Which lines in the entries below contain the string "monitor"? Extract each of those lines and copy it in full.

Records to use:
------------
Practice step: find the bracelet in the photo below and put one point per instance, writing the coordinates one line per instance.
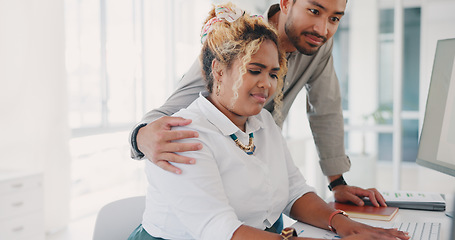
(337, 182)
(288, 233)
(331, 217)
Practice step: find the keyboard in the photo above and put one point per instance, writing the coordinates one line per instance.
(420, 230)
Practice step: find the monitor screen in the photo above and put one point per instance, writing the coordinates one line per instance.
(437, 140)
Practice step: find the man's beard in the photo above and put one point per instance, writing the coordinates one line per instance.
(295, 39)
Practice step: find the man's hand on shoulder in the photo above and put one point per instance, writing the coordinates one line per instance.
(346, 193)
(155, 141)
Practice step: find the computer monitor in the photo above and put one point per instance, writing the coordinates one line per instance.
(437, 140)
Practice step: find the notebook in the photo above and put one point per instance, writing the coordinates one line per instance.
(366, 212)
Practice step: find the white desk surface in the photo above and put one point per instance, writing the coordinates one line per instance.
(403, 215)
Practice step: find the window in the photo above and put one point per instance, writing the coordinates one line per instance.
(123, 59)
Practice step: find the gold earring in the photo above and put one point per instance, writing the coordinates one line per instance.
(218, 88)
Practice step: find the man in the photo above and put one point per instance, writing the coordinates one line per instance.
(305, 28)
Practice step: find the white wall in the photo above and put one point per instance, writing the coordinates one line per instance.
(33, 104)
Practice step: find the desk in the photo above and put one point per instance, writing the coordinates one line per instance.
(403, 215)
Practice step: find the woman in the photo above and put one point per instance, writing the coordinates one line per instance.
(244, 178)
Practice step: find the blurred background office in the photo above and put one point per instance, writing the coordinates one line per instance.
(76, 75)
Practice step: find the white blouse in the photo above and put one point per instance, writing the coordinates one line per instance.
(226, 187)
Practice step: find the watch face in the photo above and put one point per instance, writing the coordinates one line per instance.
(288, 232)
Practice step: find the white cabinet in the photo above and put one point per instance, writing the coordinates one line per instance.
(21, 205)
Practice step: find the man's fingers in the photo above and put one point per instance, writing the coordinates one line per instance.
(172, 157)
(174, 121)
(180, 147)
(371, 195)
(354, 199)
(176, 135)
(379, 197)
(168, 167)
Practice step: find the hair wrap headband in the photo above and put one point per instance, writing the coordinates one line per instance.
(230, 14)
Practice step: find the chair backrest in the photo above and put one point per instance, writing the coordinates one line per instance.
(118, 219)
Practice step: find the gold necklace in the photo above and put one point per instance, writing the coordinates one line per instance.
(247, 149)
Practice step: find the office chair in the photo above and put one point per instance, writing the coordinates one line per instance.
(118, 219)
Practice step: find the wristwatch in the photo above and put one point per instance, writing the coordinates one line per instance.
(337, 182)
(331, 217)
(288, 233)
(133, 139)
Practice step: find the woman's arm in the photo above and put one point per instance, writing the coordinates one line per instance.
(313, 210)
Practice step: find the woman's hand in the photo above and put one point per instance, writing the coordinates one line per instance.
(348, 228)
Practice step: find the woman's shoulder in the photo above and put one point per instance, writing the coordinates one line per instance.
(199, 122)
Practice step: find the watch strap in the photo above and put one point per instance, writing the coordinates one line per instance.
(288, 233)
(337, 182)
(134, 139)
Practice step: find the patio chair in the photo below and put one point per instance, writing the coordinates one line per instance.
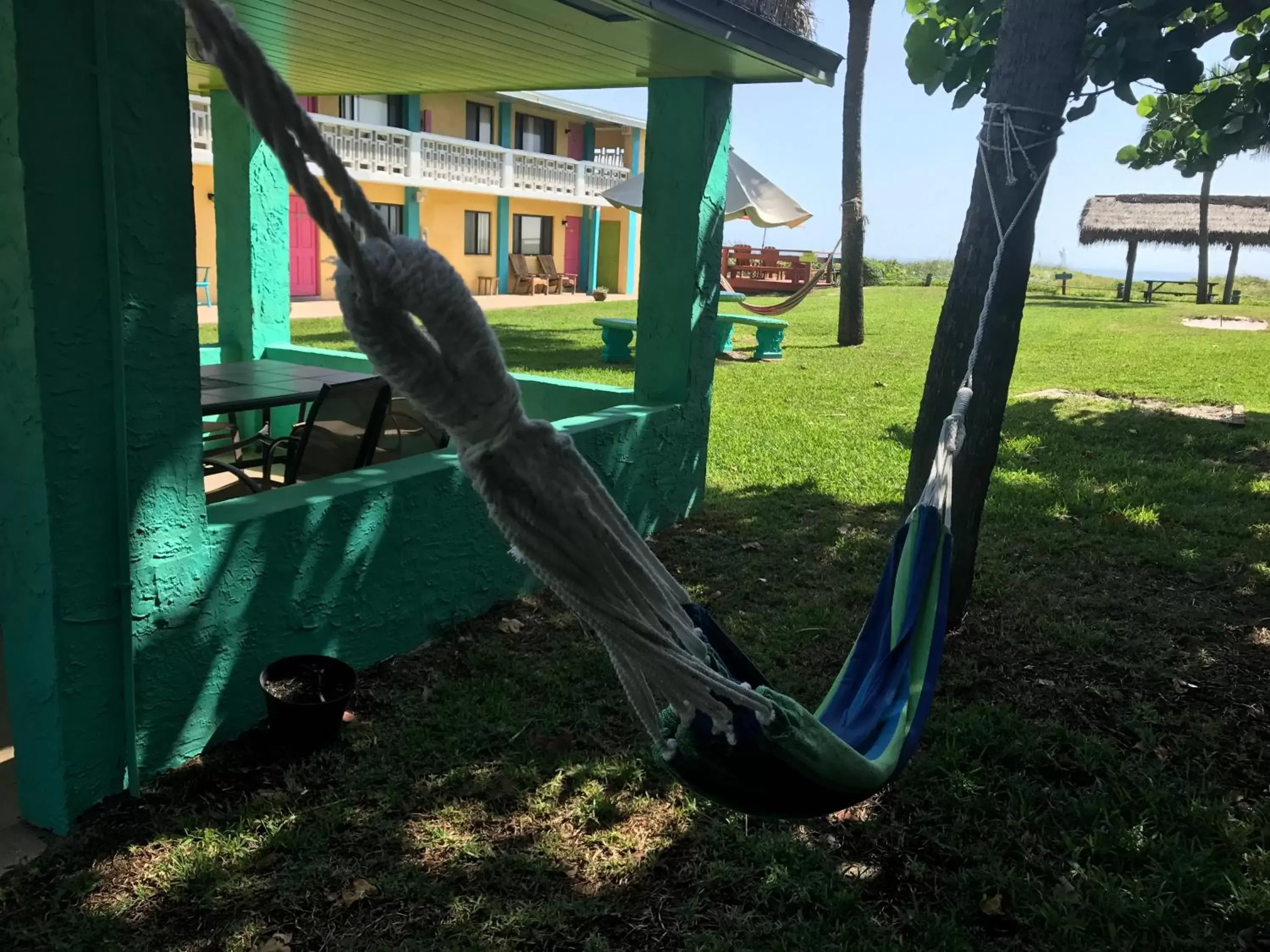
(408, 432)
(202, 283)
(524, 278)
(557, 281)
(341, 433)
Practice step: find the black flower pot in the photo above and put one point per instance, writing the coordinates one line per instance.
(306, 697)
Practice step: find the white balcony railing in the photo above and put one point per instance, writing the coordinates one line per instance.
(423, 159)
(201, 129)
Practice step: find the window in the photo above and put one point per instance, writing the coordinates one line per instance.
(475, 233)
(535, 134)
(393, 216)
(480, 122)
(370, 110)
(531, 235)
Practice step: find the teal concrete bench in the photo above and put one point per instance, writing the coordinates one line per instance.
(618, 334)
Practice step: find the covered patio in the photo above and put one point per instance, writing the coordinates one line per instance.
(138, 617)
(1174, 220)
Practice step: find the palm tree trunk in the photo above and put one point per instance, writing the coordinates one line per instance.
(1204, 190)
(1229, 291)
(851, 305)
(1037, 63)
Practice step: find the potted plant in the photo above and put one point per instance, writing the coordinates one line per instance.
(305, 697)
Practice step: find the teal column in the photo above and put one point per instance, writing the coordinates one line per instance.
(633, 220)
(503, 219)
(412, 193)
(586, 242)
(503, 242)
(685, 188)
(588, 253)
(253, 240)
(98, 377)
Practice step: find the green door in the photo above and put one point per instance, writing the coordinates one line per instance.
(610, 245)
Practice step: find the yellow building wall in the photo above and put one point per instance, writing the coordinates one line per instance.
(558, 211)
(442, 219)
(327, 258)
(205, 225)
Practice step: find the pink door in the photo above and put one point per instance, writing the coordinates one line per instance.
(304, 250)
(572, 244)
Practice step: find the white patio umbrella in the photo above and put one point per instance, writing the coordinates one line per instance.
(751, 195)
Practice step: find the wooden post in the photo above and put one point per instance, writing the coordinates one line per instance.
(1230, 273)
(1131, 259)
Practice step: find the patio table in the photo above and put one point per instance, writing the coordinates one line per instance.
(260, 385)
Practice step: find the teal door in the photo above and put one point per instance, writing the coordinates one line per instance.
(610, 245)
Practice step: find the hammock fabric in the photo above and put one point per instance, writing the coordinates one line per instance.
(790, 303)
(727, 733)
(868, 726)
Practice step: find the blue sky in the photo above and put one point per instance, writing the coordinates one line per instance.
(919, 158)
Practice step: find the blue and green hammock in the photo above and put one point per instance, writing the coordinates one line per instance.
(727, 733)
(807, 765)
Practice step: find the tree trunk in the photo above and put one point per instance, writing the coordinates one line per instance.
(1131, 261)
(1037, 61)
(1229, 292)
(851, 304)
(1206, 187)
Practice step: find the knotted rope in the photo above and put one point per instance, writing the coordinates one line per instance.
(997, 117)
(539, 490)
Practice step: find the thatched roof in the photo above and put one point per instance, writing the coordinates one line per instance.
(1174, 220)
(794, 16)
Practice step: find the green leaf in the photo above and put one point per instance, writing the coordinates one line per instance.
(964, 96)
(1180, 73)
(1124, 92)
(1212, 110)
(1244, 46)
(1080, 112)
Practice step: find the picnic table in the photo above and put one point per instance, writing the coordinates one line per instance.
(1154, 287)
(260, 385)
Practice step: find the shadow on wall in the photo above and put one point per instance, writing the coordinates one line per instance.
(362, 567)
(501, 773)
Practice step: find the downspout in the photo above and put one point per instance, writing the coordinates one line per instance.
(122, 504)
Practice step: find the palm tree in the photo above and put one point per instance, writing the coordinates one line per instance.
(851, 305)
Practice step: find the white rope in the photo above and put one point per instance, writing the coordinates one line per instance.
(997, 116)
(539, 490)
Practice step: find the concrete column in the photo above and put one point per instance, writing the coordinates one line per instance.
(98, 377)
(253, 238)
(685, 190)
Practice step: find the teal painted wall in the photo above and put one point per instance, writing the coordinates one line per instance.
(119, 436)
(253, 242)
(413, 122)
(633, 219)
(361, 565)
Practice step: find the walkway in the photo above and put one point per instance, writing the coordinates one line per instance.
(489, 303)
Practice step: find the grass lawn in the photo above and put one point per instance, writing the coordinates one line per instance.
(1095, 773)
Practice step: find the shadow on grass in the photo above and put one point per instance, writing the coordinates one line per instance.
(1094, 775)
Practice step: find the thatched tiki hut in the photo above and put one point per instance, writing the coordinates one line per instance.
(1174, 220)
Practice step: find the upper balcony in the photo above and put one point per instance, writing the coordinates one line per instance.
(427, 160)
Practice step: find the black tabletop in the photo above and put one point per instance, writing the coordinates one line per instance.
(258, 385)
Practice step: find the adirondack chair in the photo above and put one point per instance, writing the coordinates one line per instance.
(524, 278)
(557, 281)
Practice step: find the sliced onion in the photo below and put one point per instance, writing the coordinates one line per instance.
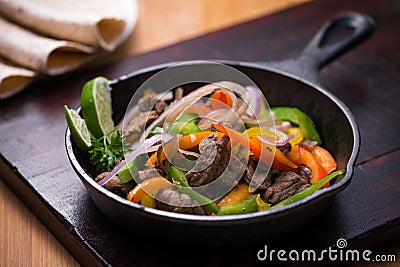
(213, 117)
(256, 99)
(179, 93)
(283, 138)
(283, 125)
(175, 109)
(308, 144)
(143, 148)
(189, 153)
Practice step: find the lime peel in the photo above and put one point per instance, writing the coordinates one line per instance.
(96, 106)
(79, 130)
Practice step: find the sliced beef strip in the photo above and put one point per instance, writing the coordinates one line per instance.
(285, 185)
(250, 171)
(178, 202)
(214, 158)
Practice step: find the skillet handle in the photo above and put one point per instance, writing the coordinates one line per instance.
(317, 53)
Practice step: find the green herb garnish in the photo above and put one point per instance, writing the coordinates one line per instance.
(108, 150)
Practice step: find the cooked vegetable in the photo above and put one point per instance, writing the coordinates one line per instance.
(148, 187)
(179, 177)
(185, 142)
(237, 195)
(246, 206)
(324, 158)
(307, 192)
(307, 126)
(221, 133)
(307, 158)
(105, 155)
(286, 114)
(220, 100)
(296, 116)
(185, 124)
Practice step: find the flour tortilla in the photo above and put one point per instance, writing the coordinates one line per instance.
(13, 79)
(38, 53)
(97, 23)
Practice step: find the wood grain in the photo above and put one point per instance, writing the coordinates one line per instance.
(24, 240)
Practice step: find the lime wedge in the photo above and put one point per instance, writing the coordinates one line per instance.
(96, 106)
(79, 131)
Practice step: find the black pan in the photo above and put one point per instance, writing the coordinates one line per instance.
(291, 83)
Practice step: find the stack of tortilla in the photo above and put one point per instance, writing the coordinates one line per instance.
(51, 37)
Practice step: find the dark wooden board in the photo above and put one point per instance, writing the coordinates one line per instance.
(35, 166)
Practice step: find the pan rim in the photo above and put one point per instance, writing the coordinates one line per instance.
(238, 218)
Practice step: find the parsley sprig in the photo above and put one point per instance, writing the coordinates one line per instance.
(105, 153)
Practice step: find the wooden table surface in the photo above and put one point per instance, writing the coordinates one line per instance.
(24, 240)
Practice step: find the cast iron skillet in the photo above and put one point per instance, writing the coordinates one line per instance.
(290, 83)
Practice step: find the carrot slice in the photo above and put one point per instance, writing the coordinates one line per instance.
(324, 158)
(220, 100)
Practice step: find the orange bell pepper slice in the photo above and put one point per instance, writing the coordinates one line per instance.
(219, 100)
(259, 149)
(185, 142)
(307, 158)
(147, 187)
(324, 158)
(237, 195)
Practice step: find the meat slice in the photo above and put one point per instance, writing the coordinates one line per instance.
(170, 199)
(214, 158)
(251, 171)
(285, 185)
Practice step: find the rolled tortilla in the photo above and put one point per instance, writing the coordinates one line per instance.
(38, 53)
(98, 23)
(13, 79)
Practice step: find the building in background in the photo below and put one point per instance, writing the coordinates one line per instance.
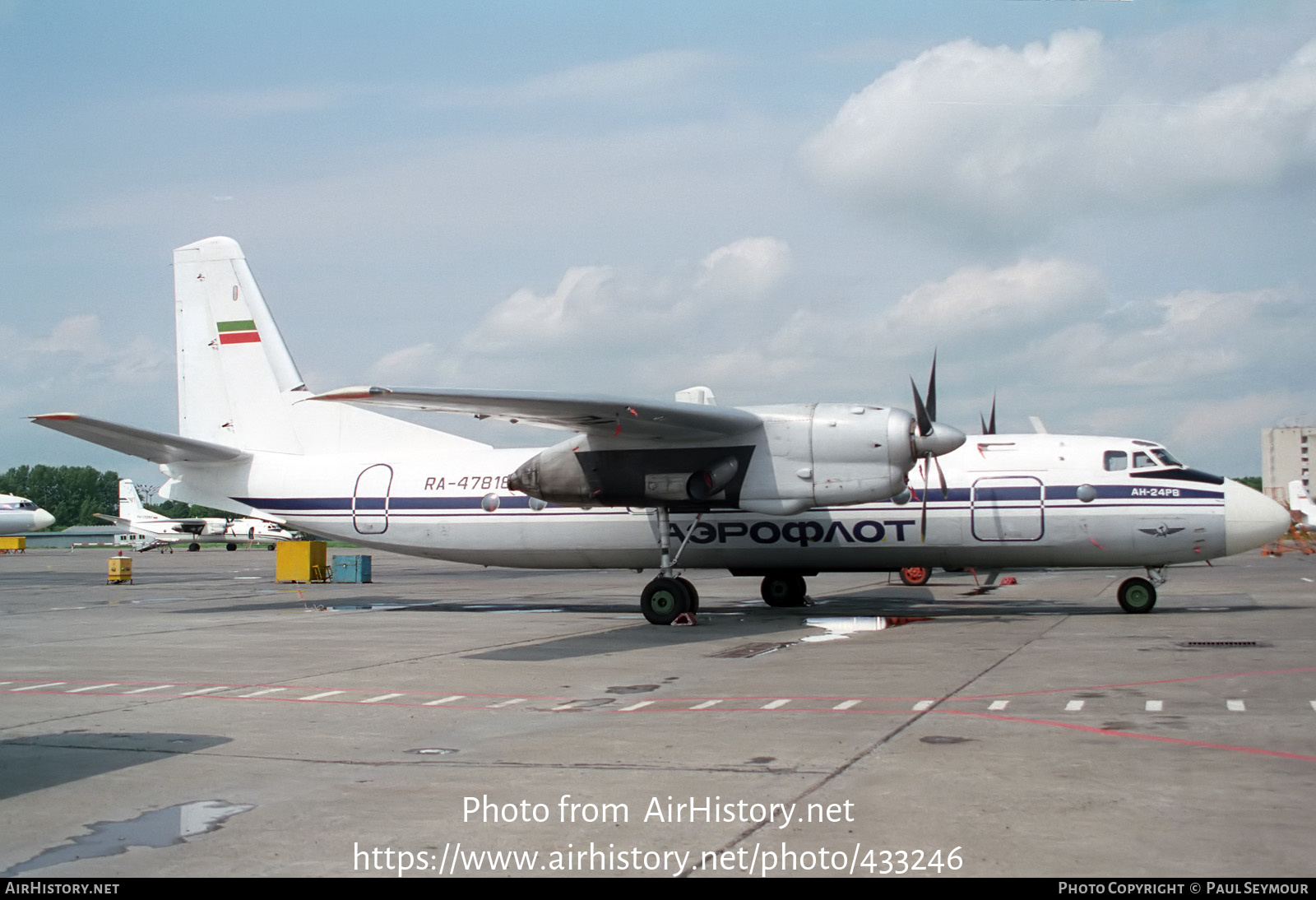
------------
Answer below:
Practice step: find the monitor screen in the photo above and put one point per instance, writing the coordinates one line per instance.
Practice step: find the computer monitor in the photo above and put one point per instance, writing the coordinates one line per instance.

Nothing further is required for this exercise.